#### ACTION ITEM:
Every entry needs to appear again exactly as written below.

Items from a data source:
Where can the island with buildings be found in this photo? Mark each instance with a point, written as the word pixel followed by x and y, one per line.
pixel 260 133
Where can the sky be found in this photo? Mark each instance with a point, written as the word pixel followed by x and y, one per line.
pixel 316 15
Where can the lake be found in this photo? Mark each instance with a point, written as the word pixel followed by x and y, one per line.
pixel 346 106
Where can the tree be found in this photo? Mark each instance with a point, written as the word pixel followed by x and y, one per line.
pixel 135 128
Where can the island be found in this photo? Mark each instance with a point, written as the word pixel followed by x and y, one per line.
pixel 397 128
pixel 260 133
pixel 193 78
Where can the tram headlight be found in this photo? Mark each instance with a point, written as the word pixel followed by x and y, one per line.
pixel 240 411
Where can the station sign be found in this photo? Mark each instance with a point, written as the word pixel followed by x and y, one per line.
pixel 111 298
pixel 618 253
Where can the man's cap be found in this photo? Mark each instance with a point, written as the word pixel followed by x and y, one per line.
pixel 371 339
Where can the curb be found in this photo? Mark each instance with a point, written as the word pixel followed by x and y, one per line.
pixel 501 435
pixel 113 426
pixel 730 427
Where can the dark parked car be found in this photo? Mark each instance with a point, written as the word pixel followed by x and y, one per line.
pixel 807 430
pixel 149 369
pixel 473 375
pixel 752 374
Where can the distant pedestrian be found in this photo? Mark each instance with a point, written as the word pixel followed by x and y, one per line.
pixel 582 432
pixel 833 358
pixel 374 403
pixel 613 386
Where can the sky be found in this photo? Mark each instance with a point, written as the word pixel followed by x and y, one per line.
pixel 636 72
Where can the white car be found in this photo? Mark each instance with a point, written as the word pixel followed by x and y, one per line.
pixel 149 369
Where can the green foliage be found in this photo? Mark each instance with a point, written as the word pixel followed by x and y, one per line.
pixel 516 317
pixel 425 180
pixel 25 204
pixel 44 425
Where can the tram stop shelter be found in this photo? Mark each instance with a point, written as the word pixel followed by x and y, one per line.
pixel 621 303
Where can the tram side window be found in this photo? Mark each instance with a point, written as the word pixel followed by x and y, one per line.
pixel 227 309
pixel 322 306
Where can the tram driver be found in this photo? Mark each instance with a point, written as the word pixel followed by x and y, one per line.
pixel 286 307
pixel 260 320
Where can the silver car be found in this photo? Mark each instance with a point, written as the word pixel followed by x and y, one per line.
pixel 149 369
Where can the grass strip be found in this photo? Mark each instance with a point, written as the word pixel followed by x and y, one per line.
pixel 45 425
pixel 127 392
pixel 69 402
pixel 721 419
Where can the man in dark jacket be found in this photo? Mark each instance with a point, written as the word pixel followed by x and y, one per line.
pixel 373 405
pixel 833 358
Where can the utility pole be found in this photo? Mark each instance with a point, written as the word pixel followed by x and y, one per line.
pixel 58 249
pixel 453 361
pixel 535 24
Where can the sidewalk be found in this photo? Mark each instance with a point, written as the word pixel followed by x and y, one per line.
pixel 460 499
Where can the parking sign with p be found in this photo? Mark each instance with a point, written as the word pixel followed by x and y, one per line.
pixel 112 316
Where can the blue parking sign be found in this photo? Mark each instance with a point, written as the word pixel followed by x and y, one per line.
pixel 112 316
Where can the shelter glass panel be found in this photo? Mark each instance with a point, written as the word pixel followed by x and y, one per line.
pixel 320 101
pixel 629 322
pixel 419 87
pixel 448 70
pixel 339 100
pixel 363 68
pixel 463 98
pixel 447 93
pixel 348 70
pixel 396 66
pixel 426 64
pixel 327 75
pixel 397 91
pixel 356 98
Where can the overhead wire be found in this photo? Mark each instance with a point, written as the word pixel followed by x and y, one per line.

#### ANSWER BELOW:
Where can the island with buildings be found in this photo? Mark each instance with a point, written as the word pixel followed by x and y, one per line.
pixel 260 133
Where can the sky be found in this photo? Mark each instance with a point, written as the word pixel followed by x and y, one per line.
pixel 316 15
Where can the lake be found in this photo? Mark each instance with a point, written as the word pixel followed by x and y, one per line.
pixel 346 106
Where can the tree be found in this photo? Mark each instance with a point, written as the word pixel followed by x and y, one per line.
pixel 135 128
Where can the island be found in this photo? Mark each instance with a point, written as the word pixel followed by x and y, one per line.
pixel 397 128
pixel 260 133
pixel 193 78
Where can the tram headlight be found in this photo? Mark each instance with a point, written as the word pixel followed by x and y, one per line.
pixel 240 411
Where can the station sign be found in this photo? Mark each instance with a point, written as the word pixel followed by x and y, one per line.
pixel 111 298
pixel 618 253
Where can the man's cap be found in this photo? Mark each instance with a point, written as the word pixel followed by x and y, one per line.
pixel 371 339
Where can the curb be found in this photo? Mark each instance with a point, written as the word pixel followed by x and y, one per line.
pixel 501 435
pixel 113 426
pixel 730 427
Where can the dark parked car be found in this photo? Mark each instance with a point, written as the word pixel followed by x and y, one per line.
pixel 807 430
pixel 149 369
pixel 473 375
pixel 752 374
Where can the distant pedestrian be found in this photo? Mark each instance with a point, written as the word pixel followed by x and y, one per line.
pixel 582 432
pixel 833 358
pixel 374 403
pixel 613 386
Where can the sky be found in this photo? Mark each instance with a point, written as the word pixel followed by x and y, one per line.
pixel 636 72
Where can the white car be found in this photo? Mark each instance with a point, written as the word pixel followed by x and y, one per line.
pixel 149 369
Where can the green foliage be found in this photo? Mark each instance with a point, written as the word pixel followed by x and y, one per line.
pixel 516 317
pixel 425 180
pixel 25 204
pixel 44 425
Where can the tram stop shelter be found in this photo? Mark each instance with a point, written as the word pixel followed by x and y, one per line.
pixel 621 303
Where can the tram side window be found in this photo? Mark each instance with a point, written as the word pixel followed by x and y, one per line.
pixel 227 309
pixel 322 306
Where can the tram driver be found in this photo? Mark each instance with a point, written as the word pixel followed by x and y, one per line.
pixel 286 307
pixel 260 320
Where can the silver car be found in this photo? Mark each instance with a point, written as the word pixel followed by x and y, one per line.
pixel 149 369
Where can the grass strip be found in this photo? Mark each instance with a point, written as the word pixel followed by x and y, one per line.
pixel 45 425
pixel 127 392
pixel 69 402
pixel 721 419
Where can the man in dark jacket be found in this photo? Mark each instance with a point, written as the word pixel followed by x and y, one per line.
pixel 373 405
pixel 833 358
Where can the utility pole be found in this photo? Mark each instance with a point, written as the word pixel followed by x and y, one per line.
pixel 58 249
pixel 453 361
pixel 535 24
Where can the sidewalk be found in this photo? Mark each instance with a point, written as the word pixel followed by x and y, one per line.
pixel 460 499
Where can the parking sign with p be found in this photo? Mark each instance with a point, written as the word pixel followed by x and y, one per line.
pixel 112 316
Where can the blue parking sign be found in this photo? Mark each instance with a point, written as the word pixel followed by x and y, one per line.
pixel 112 316
Where can the shelter glass panel be found in this photo? Mark each instance with a point, written as the word pixel followed by x and y, one per line.
pixel 320 101
pixel 629 322
pixel 419 87
pixel 448 70
pixel 339 100
pixel 363 68
pixel 463 98
pixel 447 93
pixel 348 70
pixel 396 66
pixel 426 64
pixel 327 75
pixel 397 91
pixel 356 98
Where can the overhead wire be found in this photo? Mark each instance with a point, written as the word pixel followed by x and y, one per line.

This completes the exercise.